# [TASK OBJECTIVE]
Copy out, exactly, the first line of the entries below and every line after it through the one containing "Category: night sky".

# [Excerpts from a dataset]
:::
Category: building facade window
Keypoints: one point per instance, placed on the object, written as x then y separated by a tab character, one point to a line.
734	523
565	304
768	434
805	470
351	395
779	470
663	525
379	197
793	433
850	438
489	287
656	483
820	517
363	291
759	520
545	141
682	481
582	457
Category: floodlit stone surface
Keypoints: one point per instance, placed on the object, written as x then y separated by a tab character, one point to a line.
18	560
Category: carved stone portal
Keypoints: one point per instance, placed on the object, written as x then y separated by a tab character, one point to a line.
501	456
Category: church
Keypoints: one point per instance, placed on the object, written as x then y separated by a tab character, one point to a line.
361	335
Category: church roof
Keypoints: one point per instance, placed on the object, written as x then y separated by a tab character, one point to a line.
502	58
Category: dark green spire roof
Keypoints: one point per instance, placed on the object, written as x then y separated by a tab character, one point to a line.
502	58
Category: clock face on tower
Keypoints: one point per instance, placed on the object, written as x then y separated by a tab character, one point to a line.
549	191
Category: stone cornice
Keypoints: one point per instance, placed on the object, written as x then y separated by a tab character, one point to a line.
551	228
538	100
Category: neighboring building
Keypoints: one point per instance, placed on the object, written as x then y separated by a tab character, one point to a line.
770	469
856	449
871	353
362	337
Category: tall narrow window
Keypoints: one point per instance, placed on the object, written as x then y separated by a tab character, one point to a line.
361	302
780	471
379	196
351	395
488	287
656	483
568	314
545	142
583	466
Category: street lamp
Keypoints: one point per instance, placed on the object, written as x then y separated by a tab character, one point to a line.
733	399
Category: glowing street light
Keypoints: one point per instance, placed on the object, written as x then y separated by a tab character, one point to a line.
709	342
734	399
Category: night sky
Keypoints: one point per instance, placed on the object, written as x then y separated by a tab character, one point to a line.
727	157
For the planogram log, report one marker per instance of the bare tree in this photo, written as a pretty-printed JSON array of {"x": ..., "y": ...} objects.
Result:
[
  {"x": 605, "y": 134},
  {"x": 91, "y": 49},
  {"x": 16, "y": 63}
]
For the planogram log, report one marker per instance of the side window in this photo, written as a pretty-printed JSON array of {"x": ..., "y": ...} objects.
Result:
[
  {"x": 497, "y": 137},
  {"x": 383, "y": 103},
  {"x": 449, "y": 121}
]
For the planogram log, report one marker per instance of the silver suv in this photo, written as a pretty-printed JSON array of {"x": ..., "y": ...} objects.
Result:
:::
# [OUTPUT FOR THIS TASK]
Category: building facade window
Keypoints: one point per instance, placed on the object, written as x then y separated by a tab character, one point to a line.
734	523
565	304
768	434
805	470
351	395
779	470
663	525
379	197
793	433
850	438
489	287
656	483
820	517
363	291
759	520
545	141
682	481
582	457
Category: floodlit stone surface
Keypoints: one point per instance, placed on the object, written as x then y separated by a tab character, one point to a line.
18	560
Category: carved stone portal
Keypoints: one point per instance, placed on the object, written as x then y separated by a tab character, one point to a line.
501	456
Category: church
Keypoints: one point per instance, placed on the object, written as x then y separated by a tab character, one point to a line.
361	335
Category: church roof
Keypoints: one point per instance, placed on the object, written as x then y separated by a tab character, one point to a line.
502	58
Category: dark green spire roof
Keypoints: one point per instance, placed on the object, written as x then y separated by a tab character, one point to a line.
502	58
Category: clock face on tower
Keypoints: one point per instance, placed on the object, written as x then y separated by a tab character, one point to a line.
549	191
Category: stone cornice
Keypoints: one point per instance, placed on the object, written as x then y separated by a tab character, one point to a line.
551	228
538	100
Category: neighboring building
Keypoints: one point per instance, placed on the object, written as x then y separated by a tab character, one point to a line.
770	469
856	449
871	353
362	337
Category: tall narrow window
Keypoints: one point per instance, placed on the object, written as x then y separated by a tab character, one point to a line.
361	302
780	471
379	196
351	395
488	287
656	483
568	314
545	142
583	466
Category: street lamp
Keypoints: one point per instance, placed on the object, written as x then y separated by a tab character, one point to a line.
733	399
Category: glowing street light
Keypoints: one point per instance, placed on the object, written as x then y separated by a tab character, one point to a line.
709	342
734	399
Category: night sky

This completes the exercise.